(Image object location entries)
- - - - - - -
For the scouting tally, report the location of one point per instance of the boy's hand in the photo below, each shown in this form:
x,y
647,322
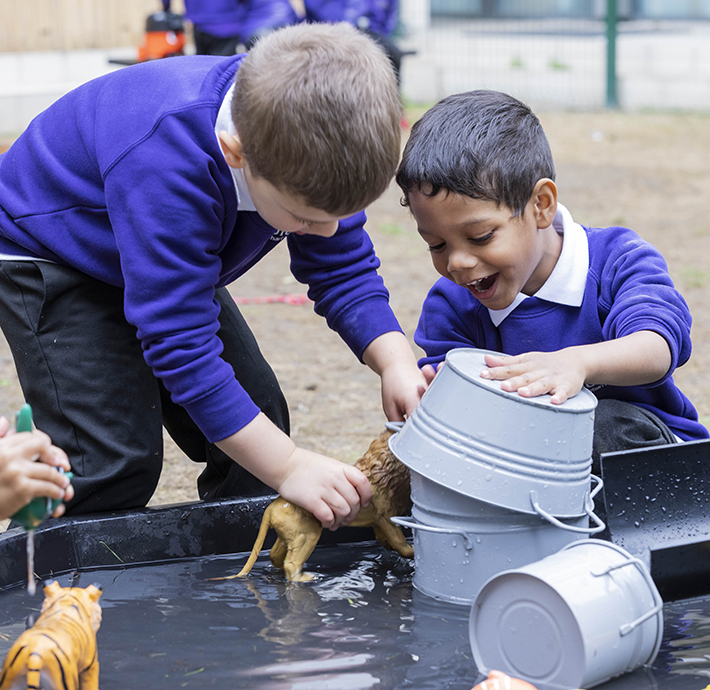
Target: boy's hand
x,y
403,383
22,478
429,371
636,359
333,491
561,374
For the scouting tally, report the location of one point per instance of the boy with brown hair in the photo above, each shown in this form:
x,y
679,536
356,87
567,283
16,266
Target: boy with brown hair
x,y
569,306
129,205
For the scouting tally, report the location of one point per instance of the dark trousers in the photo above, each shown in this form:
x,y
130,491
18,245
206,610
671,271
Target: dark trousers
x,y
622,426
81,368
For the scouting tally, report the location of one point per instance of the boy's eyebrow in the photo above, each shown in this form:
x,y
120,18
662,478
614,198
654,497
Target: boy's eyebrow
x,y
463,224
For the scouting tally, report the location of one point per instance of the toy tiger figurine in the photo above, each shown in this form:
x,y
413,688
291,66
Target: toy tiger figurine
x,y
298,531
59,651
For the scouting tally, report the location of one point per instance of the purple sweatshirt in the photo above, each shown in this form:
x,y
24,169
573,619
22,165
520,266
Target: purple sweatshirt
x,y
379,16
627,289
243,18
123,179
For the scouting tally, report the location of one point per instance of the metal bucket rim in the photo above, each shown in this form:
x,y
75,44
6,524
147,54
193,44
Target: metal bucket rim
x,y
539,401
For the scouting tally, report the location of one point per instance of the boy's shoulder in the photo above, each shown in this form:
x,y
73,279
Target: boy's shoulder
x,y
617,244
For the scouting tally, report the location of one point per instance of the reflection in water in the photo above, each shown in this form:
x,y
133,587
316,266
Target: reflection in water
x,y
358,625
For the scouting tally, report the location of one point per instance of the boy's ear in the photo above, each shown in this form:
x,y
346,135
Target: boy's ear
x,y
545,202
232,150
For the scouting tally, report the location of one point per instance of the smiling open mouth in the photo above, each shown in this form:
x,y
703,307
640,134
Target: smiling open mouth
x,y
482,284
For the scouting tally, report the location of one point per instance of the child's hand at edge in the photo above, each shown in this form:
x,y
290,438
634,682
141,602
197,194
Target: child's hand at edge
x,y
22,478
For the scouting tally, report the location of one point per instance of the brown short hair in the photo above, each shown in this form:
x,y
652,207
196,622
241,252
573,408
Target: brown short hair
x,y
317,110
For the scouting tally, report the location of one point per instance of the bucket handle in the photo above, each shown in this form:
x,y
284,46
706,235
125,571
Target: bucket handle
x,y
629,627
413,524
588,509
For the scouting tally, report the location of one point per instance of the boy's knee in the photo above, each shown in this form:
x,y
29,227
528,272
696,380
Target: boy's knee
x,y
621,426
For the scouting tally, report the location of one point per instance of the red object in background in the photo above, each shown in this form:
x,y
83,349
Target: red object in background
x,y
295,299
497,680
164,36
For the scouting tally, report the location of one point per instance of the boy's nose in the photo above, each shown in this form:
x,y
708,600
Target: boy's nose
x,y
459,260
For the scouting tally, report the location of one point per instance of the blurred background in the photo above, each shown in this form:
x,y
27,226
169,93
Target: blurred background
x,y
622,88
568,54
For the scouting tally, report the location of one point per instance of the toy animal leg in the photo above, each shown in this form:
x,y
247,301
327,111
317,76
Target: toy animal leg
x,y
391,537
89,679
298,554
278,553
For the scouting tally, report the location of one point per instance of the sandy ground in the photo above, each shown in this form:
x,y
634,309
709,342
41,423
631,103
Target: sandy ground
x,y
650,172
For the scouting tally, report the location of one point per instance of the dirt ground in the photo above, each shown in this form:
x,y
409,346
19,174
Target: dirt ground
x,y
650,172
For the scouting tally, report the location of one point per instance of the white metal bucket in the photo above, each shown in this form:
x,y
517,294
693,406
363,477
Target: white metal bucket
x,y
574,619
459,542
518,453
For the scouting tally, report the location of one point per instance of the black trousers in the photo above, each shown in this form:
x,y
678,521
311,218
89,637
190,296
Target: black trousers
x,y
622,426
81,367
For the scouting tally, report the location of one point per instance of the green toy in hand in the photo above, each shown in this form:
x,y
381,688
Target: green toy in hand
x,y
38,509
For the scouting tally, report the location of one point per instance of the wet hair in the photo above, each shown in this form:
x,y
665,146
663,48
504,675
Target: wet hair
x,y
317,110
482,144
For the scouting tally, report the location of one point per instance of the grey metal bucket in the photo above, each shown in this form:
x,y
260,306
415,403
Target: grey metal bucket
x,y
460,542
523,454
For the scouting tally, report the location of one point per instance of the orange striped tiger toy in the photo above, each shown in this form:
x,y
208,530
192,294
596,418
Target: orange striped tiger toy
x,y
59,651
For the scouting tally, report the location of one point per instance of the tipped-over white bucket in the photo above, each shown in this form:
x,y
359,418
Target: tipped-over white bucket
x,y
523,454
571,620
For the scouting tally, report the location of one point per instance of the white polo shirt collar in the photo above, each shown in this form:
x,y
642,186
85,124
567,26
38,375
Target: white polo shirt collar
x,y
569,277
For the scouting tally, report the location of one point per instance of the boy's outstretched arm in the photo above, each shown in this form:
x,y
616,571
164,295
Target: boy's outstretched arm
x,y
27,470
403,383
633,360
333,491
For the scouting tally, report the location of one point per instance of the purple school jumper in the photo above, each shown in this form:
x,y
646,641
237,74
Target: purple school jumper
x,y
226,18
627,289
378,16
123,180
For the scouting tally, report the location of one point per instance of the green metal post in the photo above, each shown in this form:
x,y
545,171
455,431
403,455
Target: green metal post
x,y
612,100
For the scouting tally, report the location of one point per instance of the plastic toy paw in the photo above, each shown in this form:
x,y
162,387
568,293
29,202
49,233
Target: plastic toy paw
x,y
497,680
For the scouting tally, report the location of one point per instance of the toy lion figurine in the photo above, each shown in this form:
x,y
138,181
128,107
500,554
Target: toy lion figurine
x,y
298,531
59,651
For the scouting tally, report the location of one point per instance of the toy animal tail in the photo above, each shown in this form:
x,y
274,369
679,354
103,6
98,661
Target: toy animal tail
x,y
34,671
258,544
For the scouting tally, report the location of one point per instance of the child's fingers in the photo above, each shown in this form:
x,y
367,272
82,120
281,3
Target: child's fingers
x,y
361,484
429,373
- - - - - - -
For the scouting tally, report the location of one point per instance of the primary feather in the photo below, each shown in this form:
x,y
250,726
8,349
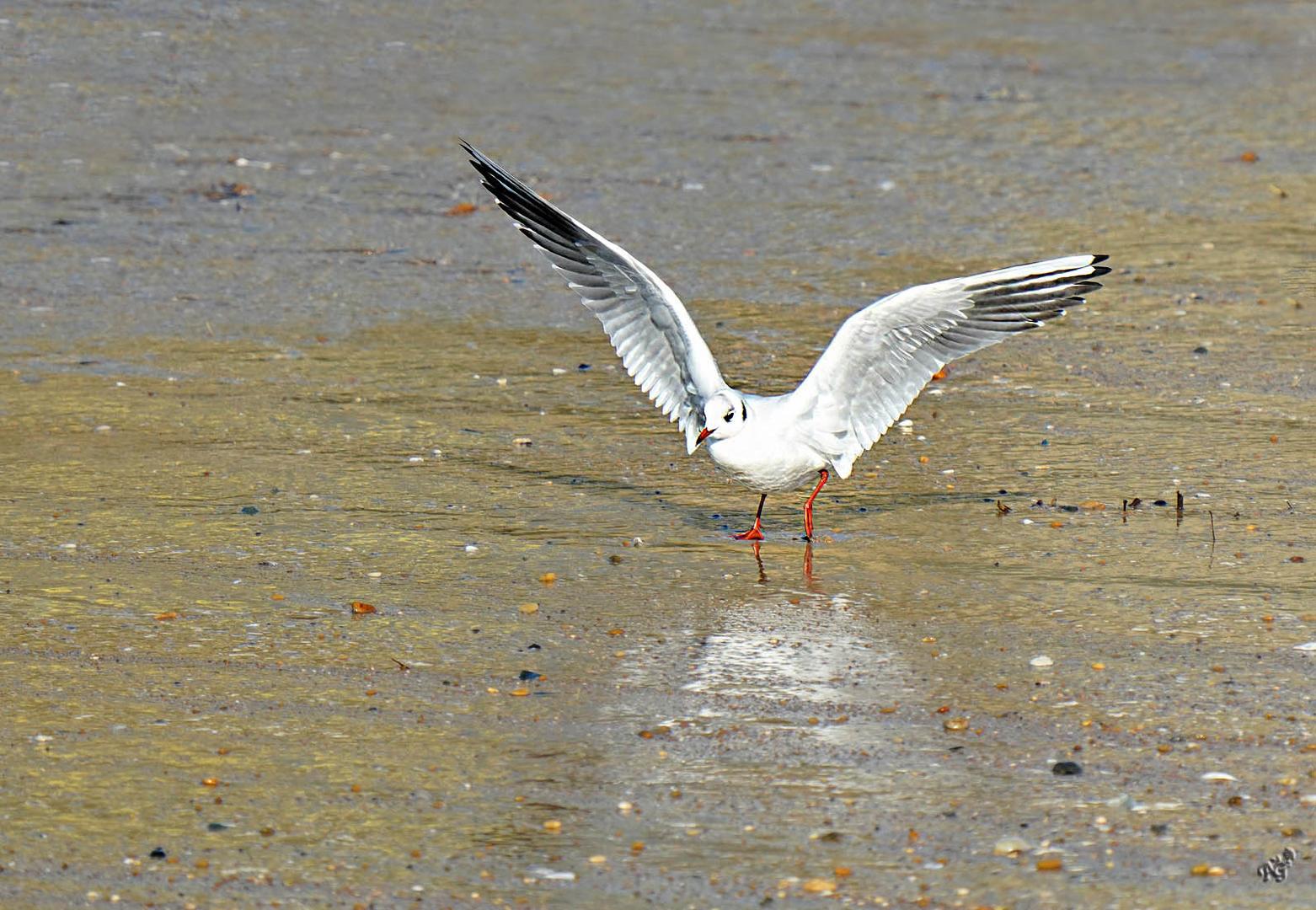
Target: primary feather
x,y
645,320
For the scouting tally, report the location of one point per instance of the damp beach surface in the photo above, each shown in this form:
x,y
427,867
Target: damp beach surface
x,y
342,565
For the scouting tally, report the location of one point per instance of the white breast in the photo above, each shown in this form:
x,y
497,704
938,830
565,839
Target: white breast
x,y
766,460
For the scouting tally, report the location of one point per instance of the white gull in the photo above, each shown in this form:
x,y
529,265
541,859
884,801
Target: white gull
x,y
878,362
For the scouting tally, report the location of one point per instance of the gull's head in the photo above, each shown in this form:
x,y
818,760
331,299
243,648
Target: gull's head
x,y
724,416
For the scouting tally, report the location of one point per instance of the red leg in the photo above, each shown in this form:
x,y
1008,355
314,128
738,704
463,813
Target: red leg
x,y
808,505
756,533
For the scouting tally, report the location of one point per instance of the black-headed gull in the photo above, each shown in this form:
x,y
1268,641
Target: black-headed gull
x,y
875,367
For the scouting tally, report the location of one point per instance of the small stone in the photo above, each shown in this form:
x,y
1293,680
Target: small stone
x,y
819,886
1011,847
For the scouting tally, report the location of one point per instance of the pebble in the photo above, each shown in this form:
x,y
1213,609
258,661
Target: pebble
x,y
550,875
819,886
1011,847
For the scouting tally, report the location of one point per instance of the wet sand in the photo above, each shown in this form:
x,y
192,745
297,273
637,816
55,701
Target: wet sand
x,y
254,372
- - - - - - -
## Set problem:
How many lines in the material above contain the word "figurine"? Reply with the number alone.

## Answer below:
4